# Sunulan alıntı
_ _ _ _ _
Anadolu Efes, dörtlü finalde ilk maçını, Rus ekolünün en güçlü temsilcisi CSKA ile oynadı. Herkes çok iyi biliyordu ki, ilk turdaki bu eşleşme, aslında Eurolig’in erken finaliydi. Efes’in yıldızı Shane Larkin’in, maça adapte olamaması nedeniyle çok kötü oynadığı, daha doğrusu oynayamadığı maçı, Anadolu Efes, Miciç’in iki kişilik oyunu ve hiç eksilmeyen takım olgusu ile kazanmasını bildi. Son saniyelerine kadar heyecan fırtınası içinde geçen ve başa baş giden maçta, rakibin son iki topunu, sahanın en kötü oynayan oyuncusu Larkin’in kesmesi bence bir basketbol mucizesiydi.
Final maçı, nispeten çok daha rahat geçti. Anadolu Efes, rakibini, ligde oynadığı iki maçta da yendiği için, büyük bir özgüven ile oynadı. Anadolu Efes’de küllerinden doğan ve Avrupa’nın en iyi pivotlarından birisi haline gelen Sertaç Şanlı’nın basketleri ile başlayan maçı, üçüncü çeyrekte Miçiç, son çeyrekte ise Larkin sürükledi. Herkesin katkısı ile bu unutulmaz kupa da Türkiye’ye ikinci kez geldi.
_ _ _ _ _
# Veri kayıtları

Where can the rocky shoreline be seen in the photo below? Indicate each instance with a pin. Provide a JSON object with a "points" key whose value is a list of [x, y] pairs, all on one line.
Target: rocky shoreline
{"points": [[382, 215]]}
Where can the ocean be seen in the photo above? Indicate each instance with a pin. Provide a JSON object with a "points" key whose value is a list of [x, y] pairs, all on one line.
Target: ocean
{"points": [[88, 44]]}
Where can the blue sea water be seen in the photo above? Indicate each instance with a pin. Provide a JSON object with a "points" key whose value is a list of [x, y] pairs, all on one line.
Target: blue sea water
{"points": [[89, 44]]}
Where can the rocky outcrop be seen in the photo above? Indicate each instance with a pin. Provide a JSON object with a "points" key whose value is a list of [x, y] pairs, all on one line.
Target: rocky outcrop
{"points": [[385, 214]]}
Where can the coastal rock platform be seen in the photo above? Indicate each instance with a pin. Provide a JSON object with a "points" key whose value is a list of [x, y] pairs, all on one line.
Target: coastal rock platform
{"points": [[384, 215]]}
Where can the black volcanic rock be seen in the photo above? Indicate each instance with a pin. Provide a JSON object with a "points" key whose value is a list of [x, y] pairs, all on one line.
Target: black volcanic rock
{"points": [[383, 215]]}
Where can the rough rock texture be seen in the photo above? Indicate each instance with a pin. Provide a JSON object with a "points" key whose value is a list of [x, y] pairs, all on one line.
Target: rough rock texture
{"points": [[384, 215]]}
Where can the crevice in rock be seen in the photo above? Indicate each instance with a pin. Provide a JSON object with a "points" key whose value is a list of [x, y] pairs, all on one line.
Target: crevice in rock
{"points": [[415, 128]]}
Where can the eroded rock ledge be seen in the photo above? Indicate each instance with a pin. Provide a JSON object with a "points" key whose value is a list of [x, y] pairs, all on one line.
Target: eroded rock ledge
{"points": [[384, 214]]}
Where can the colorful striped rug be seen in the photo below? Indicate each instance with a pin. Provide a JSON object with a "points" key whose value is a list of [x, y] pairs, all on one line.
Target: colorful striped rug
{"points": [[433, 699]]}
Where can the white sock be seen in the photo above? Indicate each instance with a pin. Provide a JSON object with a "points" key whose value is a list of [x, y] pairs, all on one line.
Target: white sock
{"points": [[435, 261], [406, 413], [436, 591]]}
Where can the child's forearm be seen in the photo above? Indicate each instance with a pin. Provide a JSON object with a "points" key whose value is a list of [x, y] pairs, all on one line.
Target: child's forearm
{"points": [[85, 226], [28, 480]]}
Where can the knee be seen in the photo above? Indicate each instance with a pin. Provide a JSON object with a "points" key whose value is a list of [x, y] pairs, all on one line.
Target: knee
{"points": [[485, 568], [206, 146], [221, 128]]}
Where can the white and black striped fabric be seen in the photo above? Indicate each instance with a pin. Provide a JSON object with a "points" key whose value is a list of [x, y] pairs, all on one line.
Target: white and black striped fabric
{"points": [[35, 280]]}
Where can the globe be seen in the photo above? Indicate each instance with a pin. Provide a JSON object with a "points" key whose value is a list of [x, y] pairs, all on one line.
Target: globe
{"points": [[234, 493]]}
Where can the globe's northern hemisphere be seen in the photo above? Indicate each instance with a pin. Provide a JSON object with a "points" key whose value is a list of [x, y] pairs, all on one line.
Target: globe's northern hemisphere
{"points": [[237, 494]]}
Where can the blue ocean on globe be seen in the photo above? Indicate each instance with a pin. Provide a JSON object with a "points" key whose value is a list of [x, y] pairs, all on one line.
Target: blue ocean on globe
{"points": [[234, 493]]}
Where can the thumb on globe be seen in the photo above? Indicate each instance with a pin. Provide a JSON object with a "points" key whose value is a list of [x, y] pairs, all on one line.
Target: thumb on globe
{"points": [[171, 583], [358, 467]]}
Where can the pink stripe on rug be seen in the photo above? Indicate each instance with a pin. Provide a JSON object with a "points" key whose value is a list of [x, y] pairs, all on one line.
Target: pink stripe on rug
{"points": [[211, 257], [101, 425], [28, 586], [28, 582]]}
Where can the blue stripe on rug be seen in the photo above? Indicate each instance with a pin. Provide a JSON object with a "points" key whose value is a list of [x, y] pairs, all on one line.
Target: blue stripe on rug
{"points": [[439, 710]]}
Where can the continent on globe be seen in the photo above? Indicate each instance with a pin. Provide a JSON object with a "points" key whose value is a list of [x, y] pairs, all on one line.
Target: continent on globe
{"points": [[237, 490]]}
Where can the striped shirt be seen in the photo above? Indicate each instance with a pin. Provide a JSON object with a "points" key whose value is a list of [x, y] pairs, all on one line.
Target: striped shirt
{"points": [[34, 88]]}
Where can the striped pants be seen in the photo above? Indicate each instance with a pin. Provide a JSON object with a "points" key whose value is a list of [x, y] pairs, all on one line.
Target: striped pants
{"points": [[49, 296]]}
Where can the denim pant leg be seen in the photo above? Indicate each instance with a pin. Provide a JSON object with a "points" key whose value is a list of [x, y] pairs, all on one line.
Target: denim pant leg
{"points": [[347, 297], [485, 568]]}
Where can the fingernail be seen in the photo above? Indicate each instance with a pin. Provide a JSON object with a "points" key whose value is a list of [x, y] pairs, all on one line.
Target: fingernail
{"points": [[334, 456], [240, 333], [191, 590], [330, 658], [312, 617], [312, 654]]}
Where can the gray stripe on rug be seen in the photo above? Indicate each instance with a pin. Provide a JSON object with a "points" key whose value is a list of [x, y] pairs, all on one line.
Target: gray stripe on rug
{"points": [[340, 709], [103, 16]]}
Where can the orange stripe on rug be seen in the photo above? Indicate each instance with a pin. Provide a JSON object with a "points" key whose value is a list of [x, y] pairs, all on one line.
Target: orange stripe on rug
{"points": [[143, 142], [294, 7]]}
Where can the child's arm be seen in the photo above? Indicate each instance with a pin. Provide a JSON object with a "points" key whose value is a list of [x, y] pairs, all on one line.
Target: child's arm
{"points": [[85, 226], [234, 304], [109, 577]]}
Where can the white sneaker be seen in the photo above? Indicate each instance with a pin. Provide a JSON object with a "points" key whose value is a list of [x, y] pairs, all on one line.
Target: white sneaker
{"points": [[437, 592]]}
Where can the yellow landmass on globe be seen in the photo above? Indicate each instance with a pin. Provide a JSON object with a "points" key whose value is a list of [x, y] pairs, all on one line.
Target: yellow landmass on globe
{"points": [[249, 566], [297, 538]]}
_ _ _ _ _
# Yapılacaklar
(a) Kayıtlarda "Where can the white sneaker" ifadesinin geçtiği satırdan kayıtların sonuna kadar uzanan bölümde (iki uç da dahil) "white sneaker" ifadesini "gray sneaker" ile değiştir. Bölümün geri kalanını hiç değiştirmeden yeniden yaz.
(b) Anadolu Efes'in Avrupa kupası zaferini anlatan yazıyı son cümlesinin ardından sürdür.

# Görevlerin yanıtları
(a)
Where can the gray sneaker be seen in the photo above? Indicate each instance with a pin. Provide a JSON object with a "points" key whose value is a list of [x, y] pairs, all on one line.
Target: gray sneaker
{"points": [[437, 592]]}
Where can the yellow landmass on globe be seen in the photo above? Indicate each instance with a pin. Provide a JSON object with a "points" key whose value is a list of [x, y] pairs, all on one line.
Target: yellow landmass on globe
{"points": [[249, 566], [297, 538]]}

(b)
Bir takımı yaratmak gerçekten zordur. Kim ne derse desin, bu takım Ergin Ataman’ın başarısıdır. Baskonia’nın üçüncü gardı iken transfer edilen Shane Larkin, bugün Avrupa’nın tutulması en zor, en skorer guard’larından birisi oldu. Eurolig’in en değerli oyuncusu seçilen Vasilie Miciç, transfer edildiğinde, Zalgiris Kaunas takımının 3. oyun kurucusuydu. Bobua, Baskonia takımının yedek şutörüydü. Singleton’un kariyeri ise neredeyse yaşı gereği bitmek üzereydi. Sertaç Şanlı, antrenman uzunu olarak görülüyor, takımında süre bile alamıyordu. Simon, Milano’da yedekler arasındaydı. Moerman vasat oyuncuydu. Pleiss iş yapmayan uzundu. Kariyerli tek uzun oyuncu olan Dunston ise yaşlanıyordu.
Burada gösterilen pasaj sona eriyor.